Items from a dataset:
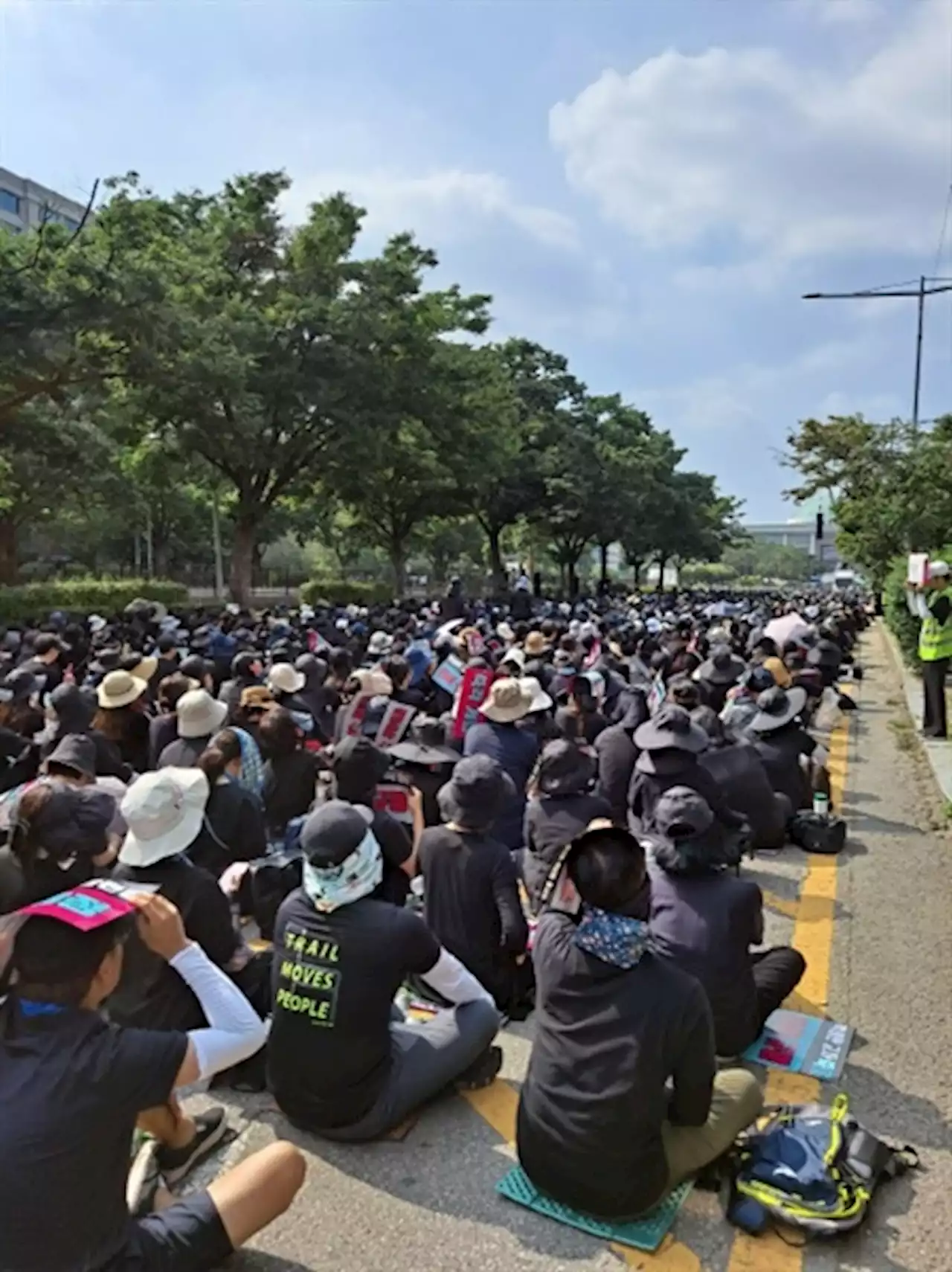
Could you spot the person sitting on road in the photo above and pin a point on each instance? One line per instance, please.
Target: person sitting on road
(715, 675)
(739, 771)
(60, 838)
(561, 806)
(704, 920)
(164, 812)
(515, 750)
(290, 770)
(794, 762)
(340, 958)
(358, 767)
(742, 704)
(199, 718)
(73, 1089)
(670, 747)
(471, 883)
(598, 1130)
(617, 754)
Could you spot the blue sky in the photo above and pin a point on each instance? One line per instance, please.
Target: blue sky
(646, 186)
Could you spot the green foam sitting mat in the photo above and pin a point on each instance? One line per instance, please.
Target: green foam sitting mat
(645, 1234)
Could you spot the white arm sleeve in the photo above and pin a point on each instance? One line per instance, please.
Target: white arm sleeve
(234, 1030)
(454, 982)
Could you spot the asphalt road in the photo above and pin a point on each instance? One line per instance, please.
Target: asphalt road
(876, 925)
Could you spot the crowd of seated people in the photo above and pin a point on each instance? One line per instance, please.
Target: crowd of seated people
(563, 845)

Short problem: Transcribe the whole listing exactly. Pictures are excluded.

Correct output:
Could you spot the person sitting on road in the photo above and pin a point on each instance? One line per instance, please.
Target: person sitting on road
(715, 675)
(739, 771)
(60, 838)
(561, 806)
(704, 920)
(164, 812)
(515, 750)
(290, 770)
(794, 762)
(340, 958)
(358, 767)
(742, 704)
(199, 718)
(73, 1089)
(670, 747)
(471, 883)
(598, 1130)
(617, 754)
Could you spot the blue sky in the photo above and pin a point on each instance? One line per instance, please.
Target: blue sky
(646, 186)
Could you spot the green foam sitting mat in the photo above and pin a point on each instance? One line per instance, please.
Target: green foam sitting mat
(645, 1234)
Could you spot the white arm sleeve in the photo above and pin a point on each instance? One line per instance, please.
Target: white arm sleeve
(234, 1030)
(454, 982)
Could you spot the asphalt road in the photo above and pin a point on each instance? One line per instance, please.
Target: asphalt road
(876, 925)
Could you spot the crowd of seated people in the photo above and pin a point on each instance? One line per instance, please.
Target: crowd of seated people
(563, 845)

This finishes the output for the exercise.